> Instructions for the task: Report every line of the records that contains the word "hockey", copying each one in full.

> Raw data:

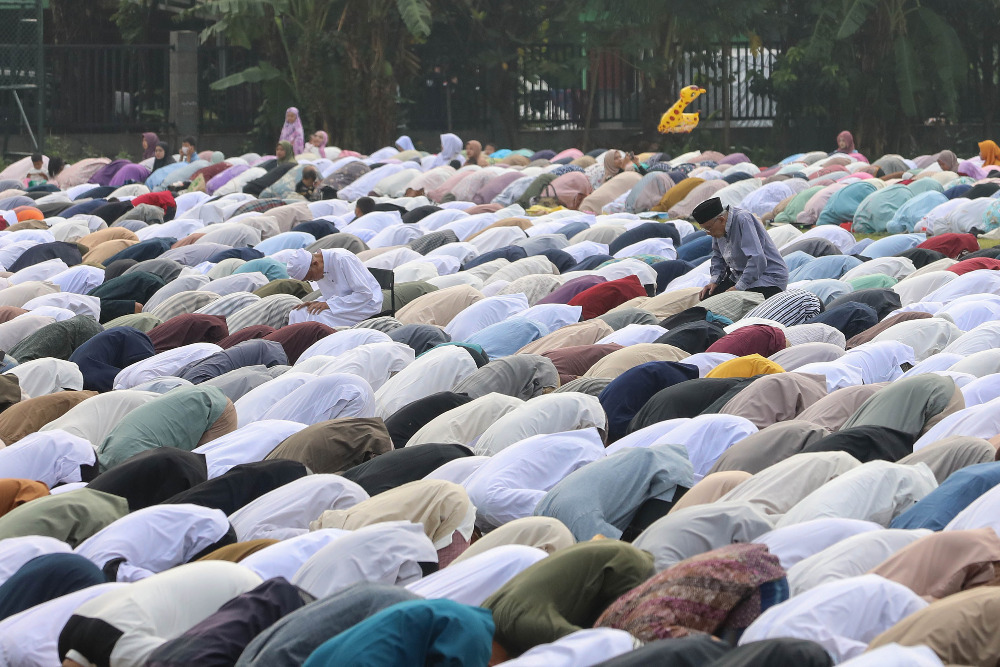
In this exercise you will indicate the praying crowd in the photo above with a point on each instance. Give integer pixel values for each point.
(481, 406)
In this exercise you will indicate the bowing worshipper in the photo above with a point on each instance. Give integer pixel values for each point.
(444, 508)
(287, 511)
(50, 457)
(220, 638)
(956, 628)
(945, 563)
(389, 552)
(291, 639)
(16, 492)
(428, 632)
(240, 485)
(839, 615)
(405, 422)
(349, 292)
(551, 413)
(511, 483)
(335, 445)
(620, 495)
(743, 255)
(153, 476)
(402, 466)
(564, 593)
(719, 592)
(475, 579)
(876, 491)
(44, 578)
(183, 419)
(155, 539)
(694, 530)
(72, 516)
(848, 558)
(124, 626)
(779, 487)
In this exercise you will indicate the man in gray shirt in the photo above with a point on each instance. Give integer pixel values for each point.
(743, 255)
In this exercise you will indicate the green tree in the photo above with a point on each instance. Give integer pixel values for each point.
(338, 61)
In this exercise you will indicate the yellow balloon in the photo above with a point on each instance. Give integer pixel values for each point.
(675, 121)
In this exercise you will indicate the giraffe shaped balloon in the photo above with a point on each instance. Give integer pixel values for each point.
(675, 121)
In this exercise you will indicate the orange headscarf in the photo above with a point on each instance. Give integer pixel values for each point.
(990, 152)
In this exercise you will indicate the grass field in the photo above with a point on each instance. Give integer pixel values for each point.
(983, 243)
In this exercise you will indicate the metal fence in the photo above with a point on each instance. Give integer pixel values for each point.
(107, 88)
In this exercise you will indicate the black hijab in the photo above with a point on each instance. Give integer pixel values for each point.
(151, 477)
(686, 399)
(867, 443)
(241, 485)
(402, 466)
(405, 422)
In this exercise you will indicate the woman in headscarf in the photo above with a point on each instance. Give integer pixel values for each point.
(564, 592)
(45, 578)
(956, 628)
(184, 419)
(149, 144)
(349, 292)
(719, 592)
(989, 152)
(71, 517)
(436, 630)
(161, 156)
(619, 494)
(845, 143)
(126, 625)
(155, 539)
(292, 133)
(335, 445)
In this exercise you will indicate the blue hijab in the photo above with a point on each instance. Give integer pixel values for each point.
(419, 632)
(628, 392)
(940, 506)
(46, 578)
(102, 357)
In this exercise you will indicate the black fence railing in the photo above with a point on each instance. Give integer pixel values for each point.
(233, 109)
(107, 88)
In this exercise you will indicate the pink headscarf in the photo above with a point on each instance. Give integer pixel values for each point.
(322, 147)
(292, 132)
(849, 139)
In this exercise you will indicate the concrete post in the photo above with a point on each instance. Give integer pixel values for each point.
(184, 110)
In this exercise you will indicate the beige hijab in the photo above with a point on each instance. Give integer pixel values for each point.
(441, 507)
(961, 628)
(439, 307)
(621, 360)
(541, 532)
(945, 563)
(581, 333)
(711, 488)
==
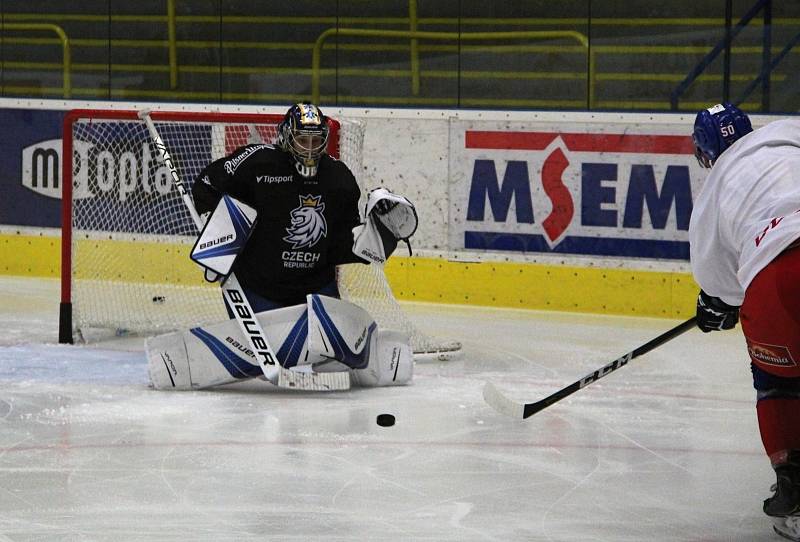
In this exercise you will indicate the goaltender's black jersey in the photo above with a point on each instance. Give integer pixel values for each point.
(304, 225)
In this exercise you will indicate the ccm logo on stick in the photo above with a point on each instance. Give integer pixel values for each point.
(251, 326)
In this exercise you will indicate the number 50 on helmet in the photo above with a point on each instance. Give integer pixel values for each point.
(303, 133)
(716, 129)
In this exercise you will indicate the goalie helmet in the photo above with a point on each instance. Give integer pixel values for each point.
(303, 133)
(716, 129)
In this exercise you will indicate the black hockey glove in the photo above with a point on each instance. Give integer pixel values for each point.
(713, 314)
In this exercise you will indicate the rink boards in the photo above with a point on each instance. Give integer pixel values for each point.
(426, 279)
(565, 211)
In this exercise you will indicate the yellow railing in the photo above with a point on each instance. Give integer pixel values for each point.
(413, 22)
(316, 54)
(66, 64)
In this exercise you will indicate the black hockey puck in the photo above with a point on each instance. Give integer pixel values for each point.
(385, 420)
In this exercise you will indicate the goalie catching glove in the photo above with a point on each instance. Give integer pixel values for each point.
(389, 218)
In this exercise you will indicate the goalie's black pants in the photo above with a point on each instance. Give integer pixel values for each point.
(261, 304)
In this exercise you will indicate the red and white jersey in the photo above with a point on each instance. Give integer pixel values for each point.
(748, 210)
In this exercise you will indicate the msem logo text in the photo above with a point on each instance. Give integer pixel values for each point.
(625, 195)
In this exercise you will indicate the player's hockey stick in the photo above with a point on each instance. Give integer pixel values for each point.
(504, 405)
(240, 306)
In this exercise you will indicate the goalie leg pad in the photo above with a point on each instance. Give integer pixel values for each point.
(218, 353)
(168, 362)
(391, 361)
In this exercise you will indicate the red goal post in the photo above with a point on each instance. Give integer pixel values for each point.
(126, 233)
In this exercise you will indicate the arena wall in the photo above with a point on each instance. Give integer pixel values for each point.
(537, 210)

> Full output:
In this exercise you will indicate the black hockey glove in the photo above with a point on each instance. Give integer pixel values for each point.
In this exercise you will indicate the black hockey puck in the photo above with a point on each instance. Give integer pixel values for each point.
In this exercise you will indicate the player's hockey stick in the photo above with a point on each instance. Give integer pixel values for each point.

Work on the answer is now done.